Return all the data, word for word.
----- EXTRACTED MATERIAL -----
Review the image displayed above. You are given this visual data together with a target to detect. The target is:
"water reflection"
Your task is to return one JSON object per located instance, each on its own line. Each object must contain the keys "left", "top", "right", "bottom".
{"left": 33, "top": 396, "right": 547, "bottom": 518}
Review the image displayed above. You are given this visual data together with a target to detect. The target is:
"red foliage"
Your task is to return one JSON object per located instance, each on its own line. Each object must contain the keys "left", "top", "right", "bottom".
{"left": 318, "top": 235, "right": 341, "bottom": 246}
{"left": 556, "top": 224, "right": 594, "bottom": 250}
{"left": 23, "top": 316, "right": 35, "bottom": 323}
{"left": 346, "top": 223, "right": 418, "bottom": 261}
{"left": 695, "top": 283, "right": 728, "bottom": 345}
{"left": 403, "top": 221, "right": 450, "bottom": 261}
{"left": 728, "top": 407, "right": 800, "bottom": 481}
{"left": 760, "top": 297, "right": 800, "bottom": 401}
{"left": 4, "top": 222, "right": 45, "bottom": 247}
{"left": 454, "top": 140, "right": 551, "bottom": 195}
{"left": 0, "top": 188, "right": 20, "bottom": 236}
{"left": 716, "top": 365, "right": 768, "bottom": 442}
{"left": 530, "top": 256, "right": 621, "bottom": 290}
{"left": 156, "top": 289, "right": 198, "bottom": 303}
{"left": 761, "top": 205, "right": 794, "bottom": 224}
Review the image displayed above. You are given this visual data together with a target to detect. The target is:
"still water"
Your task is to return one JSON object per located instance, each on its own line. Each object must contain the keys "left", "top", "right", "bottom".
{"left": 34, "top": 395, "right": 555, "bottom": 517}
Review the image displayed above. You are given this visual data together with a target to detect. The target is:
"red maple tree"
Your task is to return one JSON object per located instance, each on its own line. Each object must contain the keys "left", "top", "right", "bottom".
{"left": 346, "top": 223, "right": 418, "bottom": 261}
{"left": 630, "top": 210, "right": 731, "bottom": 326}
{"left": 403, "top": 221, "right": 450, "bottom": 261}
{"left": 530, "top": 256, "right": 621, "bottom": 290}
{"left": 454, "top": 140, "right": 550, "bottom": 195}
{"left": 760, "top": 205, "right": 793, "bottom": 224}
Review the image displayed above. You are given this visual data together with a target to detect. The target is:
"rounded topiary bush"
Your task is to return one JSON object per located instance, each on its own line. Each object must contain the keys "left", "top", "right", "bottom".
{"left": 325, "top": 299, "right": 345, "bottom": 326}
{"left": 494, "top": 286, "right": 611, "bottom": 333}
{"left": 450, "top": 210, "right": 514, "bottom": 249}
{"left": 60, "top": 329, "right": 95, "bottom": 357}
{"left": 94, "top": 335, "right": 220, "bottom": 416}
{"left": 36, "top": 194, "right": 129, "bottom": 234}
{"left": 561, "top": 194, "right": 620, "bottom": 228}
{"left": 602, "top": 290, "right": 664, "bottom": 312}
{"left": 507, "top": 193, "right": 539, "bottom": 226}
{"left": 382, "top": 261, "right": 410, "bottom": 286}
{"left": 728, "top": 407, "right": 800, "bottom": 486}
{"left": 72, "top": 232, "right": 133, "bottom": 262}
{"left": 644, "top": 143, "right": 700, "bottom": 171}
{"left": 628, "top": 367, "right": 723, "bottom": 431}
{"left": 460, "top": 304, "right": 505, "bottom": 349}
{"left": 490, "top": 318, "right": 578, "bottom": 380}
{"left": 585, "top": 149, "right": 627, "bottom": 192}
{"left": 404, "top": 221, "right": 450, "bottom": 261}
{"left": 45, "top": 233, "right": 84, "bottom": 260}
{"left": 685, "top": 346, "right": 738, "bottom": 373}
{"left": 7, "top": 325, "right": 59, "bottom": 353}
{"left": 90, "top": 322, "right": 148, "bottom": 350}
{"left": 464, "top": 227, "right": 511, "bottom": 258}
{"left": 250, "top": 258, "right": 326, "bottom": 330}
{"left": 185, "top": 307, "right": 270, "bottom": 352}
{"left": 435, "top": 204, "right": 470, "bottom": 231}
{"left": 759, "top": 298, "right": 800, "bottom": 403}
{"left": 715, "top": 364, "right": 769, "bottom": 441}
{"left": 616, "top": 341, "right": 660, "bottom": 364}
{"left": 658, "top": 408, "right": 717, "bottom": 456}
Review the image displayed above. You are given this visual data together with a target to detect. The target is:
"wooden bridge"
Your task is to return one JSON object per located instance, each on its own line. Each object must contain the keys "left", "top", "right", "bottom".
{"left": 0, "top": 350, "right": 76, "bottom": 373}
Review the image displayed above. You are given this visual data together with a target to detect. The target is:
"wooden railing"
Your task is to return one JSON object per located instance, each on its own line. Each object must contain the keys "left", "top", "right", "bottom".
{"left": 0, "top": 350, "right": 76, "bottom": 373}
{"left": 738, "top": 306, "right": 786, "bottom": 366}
-----
PROBLEM SOLUTION.
Review the image displayed above. You are given this visual data together with a target to detect. The target is:
"water reflection"
Your task is to return one JSON object per located instance, each on its own line. Each object must contain the keys "left", "top", "right", "bottom".
{"left": 33, "top": 396, "right": 547, "bottom": 518}
Review the image displayed above. You are given this visual data together with a target to detect. The target is:
"red foliage"
Your task is to return one JSON object per located instance, each on its own line. Each object must contain the keys "left", "top", "right", "bottom".
{"left": 318, "top": 235, "right": 341, "bottom": 246}
{"left": 556, "top": 224, "right": 594, "bottom": 250}
{"left": 23, "top": 316, "right": 35, "bottom": 323}
{"left": 346, "top": 223, "right": 418, "bottom": 261}
{"left": 695, "top": 283, "right": 728, "bottom": 345}
{"left": 403, "top": 221, "right": 450, "bottom": 261}
{"left": 728, "top": 407, "right": 800, "bottom": 481}
{"left": 760, "top": 297, "right": 800, "bottom": 401}
{"left": 4, "top": 222, "right": 45, "bottom": 247}
{"left": 454, "top": 140, "right": 551, "bottom": 195}
{"left": 0, "top": 188, "right": 20, "bottom": 236}
{"left": 716, "top": 365, "right": 768, "bottom": 442}
{"left": 530, "top": 256, "right": 621, "bottom": 290}
{"left": 156, "top": 289, "right": 198, "bottom": 303}
{"left": 761, "top": 205, "right": 794, "bottom": 224}
Review the image displayed above. You are given this visual data together with a target to detect. The target is:
"still water"
Your task is to return one JSON object per located instance, each on its own line. Each object must contain the keys "left", "top", "right", "bottom".
{"left": 34, "top": 395, "right": 555, "bottom": 517}
Review the image displayed above. You are given this visual data together with a target to detect. The target is:
"red maple tree"
Your task is to return one JSON object per located instance, each on its own line. Each object must contain the keys "left", "top", "right", "bottom".
{"left": 346, "top": 223, "right": 418, "bottom": 261}
{"left": 630, "top": 210, "right": 731, "bottom": 326}
{"left": 403, "top": 221, "right": 450, "bottom": 261}
{"left": 530, "top": 256, "right": 621, "bottom": 290}
{"left": 454, "top": 140, "right": 550, "bottom": 195}
{"left": 760, "top": 205, "right": 793, "bottom": 224}
Review the image displayed above. You are given this visual data together with a target to detect. The target is:
"rounded topiary bush"
Your task is to return one JSON object per located instance, each on its own line. Each object must contain the keys "left", "top", "right", "bottom".
{"left": 325, "top": 299, "right": 345, "bottom": 326}
{"left": 494, "top": 286, "right": 611, "bottom": 333}
{"left": 450, "top": 210, "right": 514, "bottom": 249}
{"left": 60, "top": 329, "right": 95, "bottom": 357}
{"left": 94, "top": 335, "right": 220, "bottom": 416}
{"left": 36, "top": 194, "right": 129, "bottom": 234}
{"left": 561, "top": 194, "right": 620, "bottom": 228}
{"left": 602, "top": 290, "right": 664, "bottom": 312}
{"left": 507, "top": 193, "right": 539, "bottom": 226}
{"left": 382, "top": 261, "right": 410, "bottom": 286}
{"left": 728, "top": 407, "right": 800, "bottom": 486}
{"left": 72, "top": 232, "right": 133, "bottom": 262}
{"left": 644, "top": 143, "right": 700, "bottom": 171}
{"left": 628, "top": 367, "right": 723, "bottom": 431}
{"left": 460, "top": 304, "right": 505, "bottom": 349}
{"left": 490, "top": 318, "right": 578, "bottom": 380}
{"left": 585, "top": 149, "right": 627, "bottom": 192}
{"left": 404, "top": 221, "right": 450, "bottom": 261}
{"left": 45, "top": 233, "right": 84, "bottom": 260}
{"left": 685, "top": 346, "right": 738, "bottom": 373}
{"left": 7, "top": 325, "right": 59, "bottom": 353}
{"left": 90, "top": 322, "right": 148, "bottom": 350}
{"left": 464, "top": 227, "right": 511, "bottom": 258}
{"left": 250, "top": 258, "right": 326, "bottom": 330}
{"left": 185, "top": 307, "right": 270, "bottom": 352}
{"left": 435, "top": 204, "right": 470, "bottom": 231}
{"left": 759, "top": 298, "right": 800, "bottom": 403}
{"left": 715, "top": 364, "right": 769, "bottom": 441}
{"left": 616, "top": 341, "right": 660, "bottom": 364}
{"left": 658, "top": 408, "right": 717, "bottom": 456}
Review the image displayed above. You are given this visual data together with a target to detect. The target is:
"wooden bridge"
Your task is to return one JSON object per located instance, each on its own line. Each object must contain the keys "left", "top", "right", "bottom".
{"left": 0, "top": 350, "right": 76, "bottom": 373}
Review the image displayed above. You are given this visual data together with a target to detect. The target is:
"wooden railing"
Your task is to return one JSON object per located instance, each on its own line. Each object must contain the keys "left", "top", "right", "bottom".
{"left": 0, "top": 350, "right": 76, "bottom": 373}
{"left": 738, "top": 306, "right": 786, "bottom": 366}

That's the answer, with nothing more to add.